Dans cet essai, à la fois original et audacieux, l’A. dévoile ses expériences personnelles et sa quête de bien-être. Les chemins qu’il explore ne s’écartent pas de ceux de ses contemporains. Chacun a son idée sur ce que constitue le bonheur et rares sont ceux qui arrivent à convaincre les autres de leur point de vue. Le monde moderne présente le bonheur sous la forme d’un objet matériel, d’un programme de thérapie, d’une réussite professionnelle, de séminaires de pensées positives, de cyber-divertissements. Non seulement le bonheur est matérialisé, mais on le veut tout de suite. L’A. ne craint pas de dire que, dans son expérience personnelle, il a cherché le bonheur dans ces tape-à-l’oeil, ces simulacres du bonheur humain.
Pourquoi le bonheur est-il si difficile à atteindre ? Parce que, selon l’A., nous regardons au mauvais endroit et, pis encore, nous ne recherchons pas ce qu’il faut. L’alcool, les narcotiques, la prise excessive de médicaments entrent dans la panoplie des quêtes du bonheur et laissent souvent de larges pans de déceptions, de vides, d’insatisfactions assurées. Alors que les gens heureux n’ont, semble-t-il, aucun besoin de ce genre de béquille constante.

■ ■ ■ ■ ■ ■ ■

Poursuivez le texte sur la quête du bonheur à partir de sa dernière phrase.

■ ■ ■ ■ ■ ■ ■

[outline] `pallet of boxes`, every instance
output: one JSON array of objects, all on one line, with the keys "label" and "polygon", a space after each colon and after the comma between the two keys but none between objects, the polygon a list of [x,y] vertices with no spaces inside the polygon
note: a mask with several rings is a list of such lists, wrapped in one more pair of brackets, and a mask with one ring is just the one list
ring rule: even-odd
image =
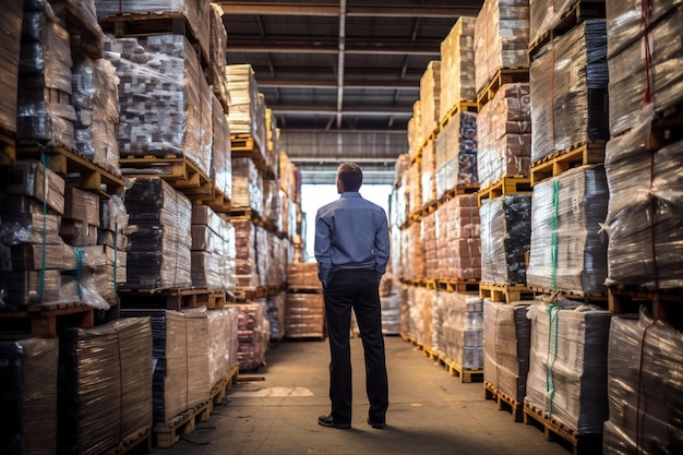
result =
[{"label": "pallet of boxes", "polygon": [[285,334],[287,338],[326,336],[323,286],[317,279],[315,262],[287,264]]},{"label": "pallet of boxes", "polygon": [[[527,311],[531,349],[524,398],[524,421],[540,426],[548,439],[566,441],[577,454],[594,453],[601,443],[611,320],[602,229],[609,201],[607,34],[603,11],[582,4],[530,17],[526,282],[538,303]],[[558,17],[568,19],[558,23]]]},{"label": "pallet of boxes", "polygon": [[121,315],[151,323],[154,444],[207,420],[238,373],[221,11],[208,2],[96,1],[118,79],[127,188]]},{"label": "pallet of boxes", "polygon": [[398,207],[408,205],[409,216],[398,224],[393,265],[403,283],[402,336],[462,382],[481,379],[483,368],[474,26],[459,19],[420,80],[420,131],[409,139],[421,143],[410,146],[408,178],[397,176],[409,194]]},{"label": "pallet of boxes", "polygon": [[[676,453],[683,344],[683,61],[675,2],[607,1],[610,191],[604,454]],[[675,24],[675,25],[674,25]]]}]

■ ■ ■ ■ ■ ■ ■

RÉPONSE ATTENDUE:
Chacun doit donc travailler à fabriquer la réalisation de son bonheur. Pour cela, l’A. suggère le retour à une vie calme, l’élimination de l’agitation énervante et inutile. Le bonheur, c’est être là où l’on est, sans vouloir être nulle part ailleurs. Comme l’envie fait simplement partie de la nature humaine, pourquoi l’être humain se soumet-il souvent à toute cette imagerie et à toute cette stimulation qui n’ont d’autre but, inavoué mais évident, que de susciter dans l’esprit de faux bonheurs. Et de rendre l’homme malheureux.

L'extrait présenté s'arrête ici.